= WHAT THE EXERCISE ASKS =
Starting at the line that contains "instance like [290,92].", reproduce the material character for character through its final line.
================
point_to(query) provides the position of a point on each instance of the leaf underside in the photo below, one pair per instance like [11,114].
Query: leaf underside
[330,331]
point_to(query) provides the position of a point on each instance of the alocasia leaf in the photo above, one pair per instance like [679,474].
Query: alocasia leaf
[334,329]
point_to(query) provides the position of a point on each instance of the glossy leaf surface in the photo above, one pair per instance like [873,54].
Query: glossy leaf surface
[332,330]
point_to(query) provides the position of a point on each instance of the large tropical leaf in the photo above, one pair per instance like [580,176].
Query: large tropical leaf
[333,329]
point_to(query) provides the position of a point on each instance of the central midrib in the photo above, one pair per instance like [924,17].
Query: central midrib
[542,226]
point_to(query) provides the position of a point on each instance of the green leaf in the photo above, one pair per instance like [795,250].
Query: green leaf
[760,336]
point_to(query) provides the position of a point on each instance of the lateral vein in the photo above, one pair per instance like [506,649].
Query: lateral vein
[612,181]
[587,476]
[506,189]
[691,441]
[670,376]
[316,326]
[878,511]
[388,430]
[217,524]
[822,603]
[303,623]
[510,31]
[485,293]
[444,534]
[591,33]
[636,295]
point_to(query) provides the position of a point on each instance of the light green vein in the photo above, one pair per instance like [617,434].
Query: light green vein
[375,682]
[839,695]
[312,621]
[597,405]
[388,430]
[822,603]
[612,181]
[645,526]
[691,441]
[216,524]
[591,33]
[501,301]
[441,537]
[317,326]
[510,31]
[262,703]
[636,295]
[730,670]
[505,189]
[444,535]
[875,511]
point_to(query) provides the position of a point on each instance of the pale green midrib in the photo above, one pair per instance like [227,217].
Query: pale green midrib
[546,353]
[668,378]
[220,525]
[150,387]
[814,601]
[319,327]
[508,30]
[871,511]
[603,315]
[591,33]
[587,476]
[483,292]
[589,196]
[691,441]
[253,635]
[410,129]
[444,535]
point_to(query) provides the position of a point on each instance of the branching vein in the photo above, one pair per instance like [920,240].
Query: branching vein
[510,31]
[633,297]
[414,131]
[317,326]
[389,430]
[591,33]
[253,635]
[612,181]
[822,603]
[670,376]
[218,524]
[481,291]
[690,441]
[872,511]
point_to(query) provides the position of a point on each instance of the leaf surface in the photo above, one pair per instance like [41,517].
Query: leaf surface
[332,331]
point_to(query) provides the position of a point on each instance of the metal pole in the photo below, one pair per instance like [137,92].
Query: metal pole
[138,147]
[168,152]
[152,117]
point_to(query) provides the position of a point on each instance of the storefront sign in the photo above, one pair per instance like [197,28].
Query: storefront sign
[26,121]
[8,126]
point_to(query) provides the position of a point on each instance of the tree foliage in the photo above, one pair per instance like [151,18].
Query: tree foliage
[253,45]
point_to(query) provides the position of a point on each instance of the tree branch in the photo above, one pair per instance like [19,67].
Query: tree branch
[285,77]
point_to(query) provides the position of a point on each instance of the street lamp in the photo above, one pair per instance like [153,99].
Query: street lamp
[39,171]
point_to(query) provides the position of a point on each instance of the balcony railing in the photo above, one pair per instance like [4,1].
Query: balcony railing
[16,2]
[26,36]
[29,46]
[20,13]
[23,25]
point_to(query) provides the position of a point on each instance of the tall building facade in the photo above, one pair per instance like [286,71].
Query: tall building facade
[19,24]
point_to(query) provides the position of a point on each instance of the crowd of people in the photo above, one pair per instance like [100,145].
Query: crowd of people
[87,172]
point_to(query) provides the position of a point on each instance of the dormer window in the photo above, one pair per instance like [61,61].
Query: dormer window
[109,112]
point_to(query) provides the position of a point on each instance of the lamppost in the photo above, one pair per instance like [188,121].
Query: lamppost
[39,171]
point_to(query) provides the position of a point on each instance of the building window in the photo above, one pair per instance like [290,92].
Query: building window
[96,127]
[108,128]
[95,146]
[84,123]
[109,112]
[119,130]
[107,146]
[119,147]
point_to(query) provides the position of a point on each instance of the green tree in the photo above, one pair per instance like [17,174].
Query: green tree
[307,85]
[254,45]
================
= RESPONSE =
point_to(query) provides the position of a point on each instance of the building window in the photo above, one pair per instance like [290,92].
Query: building window
[96,127]
[108,128]
[95,146]
[84,123]
[109,112]
[119,130]
[107,146]
[119,147]
point_to(query) provides the position of a point on each instance of the green tree in the photo above, one pair per instance like [17,174].
Query: green tree
[307,85]
[254,45]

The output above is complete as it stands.